--- start TASK MATERIAL ---

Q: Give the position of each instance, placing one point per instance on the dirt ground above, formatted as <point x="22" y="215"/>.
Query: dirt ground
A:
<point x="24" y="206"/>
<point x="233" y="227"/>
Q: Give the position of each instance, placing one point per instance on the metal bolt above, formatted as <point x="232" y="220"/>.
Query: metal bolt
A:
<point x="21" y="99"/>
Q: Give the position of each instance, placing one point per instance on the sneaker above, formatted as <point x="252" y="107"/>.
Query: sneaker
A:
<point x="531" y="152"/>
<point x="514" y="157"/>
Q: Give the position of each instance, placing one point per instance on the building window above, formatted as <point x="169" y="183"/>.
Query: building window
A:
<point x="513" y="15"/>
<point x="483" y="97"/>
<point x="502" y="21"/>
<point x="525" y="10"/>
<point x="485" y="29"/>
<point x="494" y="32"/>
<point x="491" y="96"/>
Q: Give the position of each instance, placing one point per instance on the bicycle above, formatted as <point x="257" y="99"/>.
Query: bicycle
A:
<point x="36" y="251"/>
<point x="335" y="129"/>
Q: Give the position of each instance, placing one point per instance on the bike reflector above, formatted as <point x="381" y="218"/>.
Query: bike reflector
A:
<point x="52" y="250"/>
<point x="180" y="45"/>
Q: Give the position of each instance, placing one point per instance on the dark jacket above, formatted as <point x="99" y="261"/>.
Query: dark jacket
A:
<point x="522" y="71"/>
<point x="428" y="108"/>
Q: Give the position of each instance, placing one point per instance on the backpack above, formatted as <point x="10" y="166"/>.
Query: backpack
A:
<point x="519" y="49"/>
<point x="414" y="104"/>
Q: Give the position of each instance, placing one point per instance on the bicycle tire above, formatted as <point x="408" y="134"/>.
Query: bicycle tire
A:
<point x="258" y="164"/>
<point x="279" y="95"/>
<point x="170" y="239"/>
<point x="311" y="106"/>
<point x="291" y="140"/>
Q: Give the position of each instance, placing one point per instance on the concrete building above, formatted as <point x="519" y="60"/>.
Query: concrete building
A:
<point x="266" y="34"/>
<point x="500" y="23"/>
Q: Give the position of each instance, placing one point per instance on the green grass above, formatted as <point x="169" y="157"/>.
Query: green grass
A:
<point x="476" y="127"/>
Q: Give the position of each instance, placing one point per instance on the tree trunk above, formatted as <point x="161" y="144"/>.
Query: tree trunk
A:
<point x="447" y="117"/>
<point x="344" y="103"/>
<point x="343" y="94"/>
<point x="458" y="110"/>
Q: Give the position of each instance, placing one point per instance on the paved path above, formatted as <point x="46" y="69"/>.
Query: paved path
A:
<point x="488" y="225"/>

--- end TASK MATERIAL ---

• [AIM] Enter every line of the material, from the line containing "on the concrete" up to and including the final line of the material, into a Markdown table with the columns Row and Text. Number the rows in order and omit any blank lines.

• [TASK OUTPUT]
| Row | Text |
|---|---|
| 1 | Q: Give the position of each instance, placing one point per instance on the concrete building above, formatted as <point x="519" y="60"/>. |
| 2 | Query: concrete building |
| 3 | A: |
| 4 | <point x="266" y="34"/> |
| 5 | <point x="500" y="23"/> |
| 6 | Q: Give the position of each instance, placing one point per instance on the green grass above, formatted as <point x="169" y="157"/>. |
| 7 | Query: green grass |
| 8 | A: |
| 9 | <point x="476" y="127"/> |
| 10 | Q: Give the position of each instance, placing one point per instance on the tree trunk above, formatted as <point x="161" y="144"/>. |
| 11 | Query: tree trunk |
| 12 | A: |
| 13 | <point x="447" y="117"/> |
| 14 | <point x="344" y="103"/> |
| 15 | <point x="343" y="94"/> |
| 16 | <point x="458" y="110"/> |
| 17 | Q: Give the position of each instance, placing one point per instance on the paved path above, formatted as <point x="46" y="69"/>. |
| 18 | Query: paved path |
| 19 | A: |
| 20 | <point x="488" y="225"/> |